--- PASSAGE Enclosed Below ---

Does Geisel build operator control on tablets?
Yes. Tablet-based operator control is one of our most common form factors, including the universal controller we built for Teledyne FLIR’s bomb-disposal UGV program, where one operator directs a multi-platform UGV and UAV fleet from a single device. We also build console- and laptop-based operator stations and embedded touch HMI when the platform calls for it.
Does Geisel do BVLOS-compliant drone ground control?
Yes. We’ve shipped BVLOS-compliant ground control for SafeOps Systems’ SOS Live platform, which puts autonomous UAVs over fire and incident scenes ahead of first responders. BVLOS compliance is engineering work, not a checkbox, it’s built into the safety case from the architecture down.
Can Geisel ship operator HMI under IEC 62304 for medical devices?
Yes. Safety-critical HMI for medical devices runs through the same IEC 62304 software lifecycle discipline as any other medical device software we ship, design controls, hazard analysis, software requirements traceability, and the verification and validation evidence appropriate to the device’s risk classification. We’ve built diagnostic-device interfaces under that framework.
What’s the difference between teleoperation and supervised autonomy?

--- End of Enclosed PASSAGE ---
--- ENTRIES PROVIDED Enclosed Below ---

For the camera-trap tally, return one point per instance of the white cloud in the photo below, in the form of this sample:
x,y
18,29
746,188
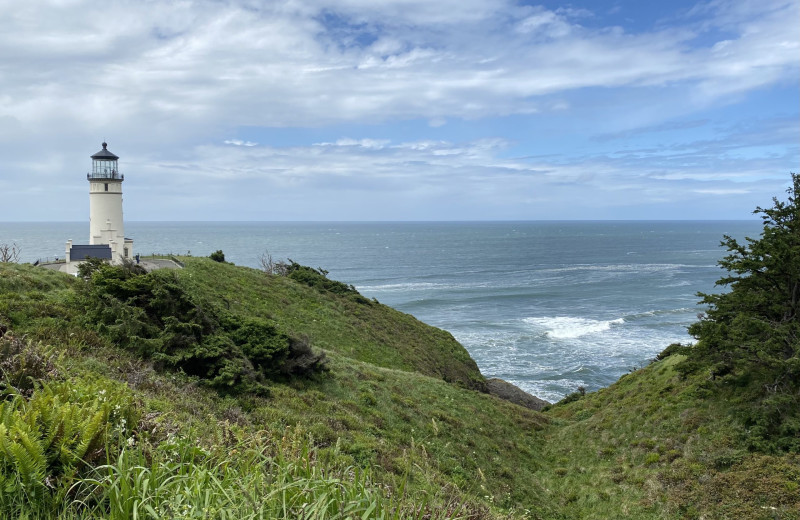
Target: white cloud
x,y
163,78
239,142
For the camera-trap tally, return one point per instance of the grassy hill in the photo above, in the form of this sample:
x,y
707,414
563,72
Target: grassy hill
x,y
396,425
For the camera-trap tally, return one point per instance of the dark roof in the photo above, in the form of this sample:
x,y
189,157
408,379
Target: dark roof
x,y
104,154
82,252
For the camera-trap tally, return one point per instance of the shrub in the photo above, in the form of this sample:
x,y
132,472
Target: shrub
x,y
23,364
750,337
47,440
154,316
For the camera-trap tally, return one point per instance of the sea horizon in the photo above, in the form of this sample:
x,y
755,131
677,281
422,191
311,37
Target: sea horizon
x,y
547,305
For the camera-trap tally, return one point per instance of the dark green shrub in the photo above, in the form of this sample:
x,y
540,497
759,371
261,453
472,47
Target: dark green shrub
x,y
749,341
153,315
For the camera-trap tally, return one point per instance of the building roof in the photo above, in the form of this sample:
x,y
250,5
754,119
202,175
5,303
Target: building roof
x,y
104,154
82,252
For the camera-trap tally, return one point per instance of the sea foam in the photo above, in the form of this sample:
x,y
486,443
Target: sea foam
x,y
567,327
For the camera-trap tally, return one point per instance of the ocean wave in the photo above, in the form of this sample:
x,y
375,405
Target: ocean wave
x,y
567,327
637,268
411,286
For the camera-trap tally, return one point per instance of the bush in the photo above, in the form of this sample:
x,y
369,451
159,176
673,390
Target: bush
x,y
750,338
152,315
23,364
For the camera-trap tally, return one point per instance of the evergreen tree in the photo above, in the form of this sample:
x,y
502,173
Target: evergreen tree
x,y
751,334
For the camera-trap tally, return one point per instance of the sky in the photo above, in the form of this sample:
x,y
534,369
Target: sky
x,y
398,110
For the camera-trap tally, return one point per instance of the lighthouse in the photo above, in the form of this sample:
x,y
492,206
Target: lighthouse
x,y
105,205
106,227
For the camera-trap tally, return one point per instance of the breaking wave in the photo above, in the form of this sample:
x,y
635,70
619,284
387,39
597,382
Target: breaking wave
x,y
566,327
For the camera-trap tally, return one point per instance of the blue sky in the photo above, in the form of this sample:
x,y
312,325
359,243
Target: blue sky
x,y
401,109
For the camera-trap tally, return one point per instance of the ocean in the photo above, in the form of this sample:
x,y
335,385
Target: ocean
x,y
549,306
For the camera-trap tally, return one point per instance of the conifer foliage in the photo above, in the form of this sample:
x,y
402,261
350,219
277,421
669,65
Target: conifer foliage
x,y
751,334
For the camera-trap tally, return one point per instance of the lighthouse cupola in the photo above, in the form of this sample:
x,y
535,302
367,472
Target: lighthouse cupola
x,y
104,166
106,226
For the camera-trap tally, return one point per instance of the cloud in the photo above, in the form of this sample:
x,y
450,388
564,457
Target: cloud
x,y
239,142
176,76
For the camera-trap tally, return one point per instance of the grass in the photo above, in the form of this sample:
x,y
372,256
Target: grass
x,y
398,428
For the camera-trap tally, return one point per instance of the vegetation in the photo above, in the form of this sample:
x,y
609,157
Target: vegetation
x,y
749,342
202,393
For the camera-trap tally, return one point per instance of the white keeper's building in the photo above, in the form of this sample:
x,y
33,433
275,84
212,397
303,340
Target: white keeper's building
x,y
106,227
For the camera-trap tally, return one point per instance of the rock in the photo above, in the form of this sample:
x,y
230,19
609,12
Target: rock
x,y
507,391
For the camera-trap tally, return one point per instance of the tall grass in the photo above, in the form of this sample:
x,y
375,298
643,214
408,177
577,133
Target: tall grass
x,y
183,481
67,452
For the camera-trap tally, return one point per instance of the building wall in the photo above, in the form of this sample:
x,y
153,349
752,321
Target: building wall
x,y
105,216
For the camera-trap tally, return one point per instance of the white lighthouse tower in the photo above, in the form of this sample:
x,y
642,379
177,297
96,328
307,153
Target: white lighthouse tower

--- End of Enclosed ENTRIES PROVIDED ---

● WORK TO COMPLETE:
1. Do these statements agree with the Geisel FAQ? Answer yes or no for each and quote the deciding words from the FAQ. (a) With the universal controller built for Teledyne FLIR, one operator directs the fleet from a single device. (b) The FAQ treats BVLOS compliance as a checkbox item. (c) Geisel has built diagnostic-device interfaces under IEC 62304.
2. Please list every part of the IEC 62304 software lifecycle discipline that the Geisel FAQ names.
3. Continue the Geisel FAQ from its final line.

● TASK RESPONSES:
1.
(a) Yes: "where one operator directs a multi-platform UGV and UAV fleet from a single device"
(b) No: "BVLOS compliance is engineering work, not a checkbox"
(c) Yes: "We’ve built diagnostic-device interfaces under that framework."

2.
- design controls
- hazard analysis
- software requirements traceability
- verification and validation evidence appropriate to the device’s risk classification

3.
Teleoperation puts the human in the control loop, the operator drives the platform directly, with the system relaying state and accepting commands. Supervised autonomy puts the human on the loop, the platform decides for itself, and the operator monitors, redirects, or intervenes when needed. Most modern operator control we build is somewhere on the spectrum between the two, with the level of autonomy adjustable based on the situation.
Does Geisel build the embedded execution layer too?
Yes. The operator UI is one half of Act; the on-device execution layer underneath it is the other. We build the real-time control loops, the embedded firmware, motor and actuator control, and the sensor-driven safety interlocks, on RTOS targets including QNX and Zephyr, on real-time Linux, and on bare-metal where the platform calls for it.
Does Geisel work outside ROS 2?
Yes. ROS 2 is common in the autonomy and control work we ship, but we work in non-ROS architectures whenever the platform calls for it, proprietary middleware, RTOS environments, custom comms, and bespoke embedded execution stacks built for specific deployment constraints.